Start DATA EXTRACT

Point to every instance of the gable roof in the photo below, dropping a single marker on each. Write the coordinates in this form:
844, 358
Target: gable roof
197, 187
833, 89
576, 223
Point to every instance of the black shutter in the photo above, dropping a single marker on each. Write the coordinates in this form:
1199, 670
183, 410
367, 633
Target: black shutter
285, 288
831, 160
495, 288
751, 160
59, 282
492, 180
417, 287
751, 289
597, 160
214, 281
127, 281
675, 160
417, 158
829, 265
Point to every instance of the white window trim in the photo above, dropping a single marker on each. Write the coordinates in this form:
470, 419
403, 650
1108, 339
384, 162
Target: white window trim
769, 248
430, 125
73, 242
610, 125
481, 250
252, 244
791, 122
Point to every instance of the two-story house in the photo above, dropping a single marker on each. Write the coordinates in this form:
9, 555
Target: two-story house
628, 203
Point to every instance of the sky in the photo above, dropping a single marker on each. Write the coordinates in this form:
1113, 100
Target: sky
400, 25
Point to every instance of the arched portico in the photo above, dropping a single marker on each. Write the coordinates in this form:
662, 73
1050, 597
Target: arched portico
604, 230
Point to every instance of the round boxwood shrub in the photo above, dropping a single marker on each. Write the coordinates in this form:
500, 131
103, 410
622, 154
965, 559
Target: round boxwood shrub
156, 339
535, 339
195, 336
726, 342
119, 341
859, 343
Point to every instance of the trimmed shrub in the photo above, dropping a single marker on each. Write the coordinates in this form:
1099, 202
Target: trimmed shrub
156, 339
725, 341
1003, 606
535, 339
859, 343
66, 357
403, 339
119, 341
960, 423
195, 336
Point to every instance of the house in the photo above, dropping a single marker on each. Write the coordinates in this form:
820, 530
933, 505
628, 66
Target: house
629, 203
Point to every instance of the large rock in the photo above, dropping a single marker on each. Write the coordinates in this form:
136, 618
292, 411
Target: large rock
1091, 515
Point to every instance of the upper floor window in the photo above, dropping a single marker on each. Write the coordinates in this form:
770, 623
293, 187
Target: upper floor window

End DATA EXTRACT

EXERCISE GOAL: Repeat exactly, and only, the lines from the one containing "Point to every instance of the black" through the end of the material.

SOLUTION:
Point to every instance of the black shutter in the photo above, dropping a single marker on each. Write the coordinates in this form:
1199, 670
183, 410
367, 633
Target: black shutter
285, 288
831, 160
495, 288
751, 160
59, 282
492, 180
417, 287
751, 289
597, 160
214, 281
127, 281
675, 160
417, 158
829, 265
Point to every instance of the white window trim in the photo above, dropping a single marker on each. Write the coordinates in this form:
470, 419
403, 650
1108, 339
384, 162
Target: white window trim
769, 248
430, 125
73, 242
610, 125
481, 250
252, 244
791, 122
Point to every instance of the two-story house in the photo above, dropping a single marker on each. Write the coordinates in this form:
9, 555
Target: two-story house
628, 203
Point to every instance of the sky in the photo above, dropping a single marker on each. Write the coordinates in this form:
1113, 100
Target: sky
400, 25
Point to every instance of the arched portico in the photo above, dropping a single marker on each. Write the coordinates in this form:
662, 73
1050, 597
Target: arched portico
604, 230
Point to every instance of the round boxwood shrub in the photo above, dropping a single marker on each. Write the coordinates in this form:
500, 131
103, 410
622, 154
965, 559
Target: round boxwood shrub
156, 339
535, 339
195, 336
726, 342
119, 341
859, 343
Point to every instance of the trimmed shrub in the photo above, dropping a single marker on each. Write the coordinates in this form:
1099, 202
Target: trimmed shrub
156, 339
725, 341
1003, 606
535, 339
859, 343
66, 357
403, 339
119, 341
960, 423
195, 336
Point to every instance of the house in the photo above, dropping a single marker on each. Write the coordinates in this form:
820, 530
933, 505
628, 66
Target: house
629, 203
Point to every instance of the large rock in the photo above, dropping a single marker on each. Write the coordinates in this form:
136, 618
292, 411
Target: large rock
1091, 515
Point to every instance of the upper floor window in the photo above, dropping a single marker on each. Write the coordinates in this form:
770, 623
293, 187
Target: upper floor window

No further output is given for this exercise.